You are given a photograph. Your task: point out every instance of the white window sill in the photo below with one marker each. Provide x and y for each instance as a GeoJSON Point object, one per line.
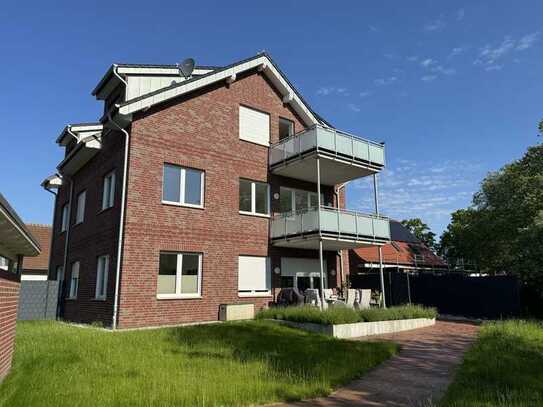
---
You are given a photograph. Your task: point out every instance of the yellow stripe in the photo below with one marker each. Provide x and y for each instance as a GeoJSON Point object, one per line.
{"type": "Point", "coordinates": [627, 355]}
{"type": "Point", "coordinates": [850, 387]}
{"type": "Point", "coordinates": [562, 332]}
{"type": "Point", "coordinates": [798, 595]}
---
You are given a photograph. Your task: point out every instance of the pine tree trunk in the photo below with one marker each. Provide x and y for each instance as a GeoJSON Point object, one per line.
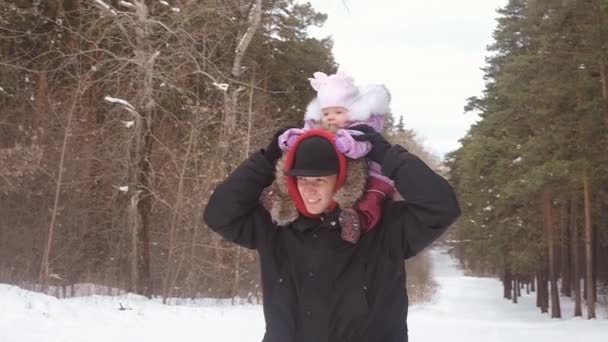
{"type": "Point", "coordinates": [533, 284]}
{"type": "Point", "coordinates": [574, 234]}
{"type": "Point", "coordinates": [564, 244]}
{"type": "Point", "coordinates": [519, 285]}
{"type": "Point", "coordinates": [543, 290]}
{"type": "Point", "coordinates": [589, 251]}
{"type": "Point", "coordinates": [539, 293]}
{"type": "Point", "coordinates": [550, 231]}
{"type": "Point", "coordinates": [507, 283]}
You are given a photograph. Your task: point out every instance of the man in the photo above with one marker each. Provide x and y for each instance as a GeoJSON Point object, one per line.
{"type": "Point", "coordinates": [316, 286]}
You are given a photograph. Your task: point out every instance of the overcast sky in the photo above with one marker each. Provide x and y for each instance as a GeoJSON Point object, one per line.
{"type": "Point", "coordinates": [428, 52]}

### Task directions
Copy out each line of the listing that contains the string "overcast".

### Solution to this task
You are given a photograph. Your task: point out every instance of the overcast sky in the photo above with one marker each. Provide x and y for each instance as a GeoJSON Point object, one per line.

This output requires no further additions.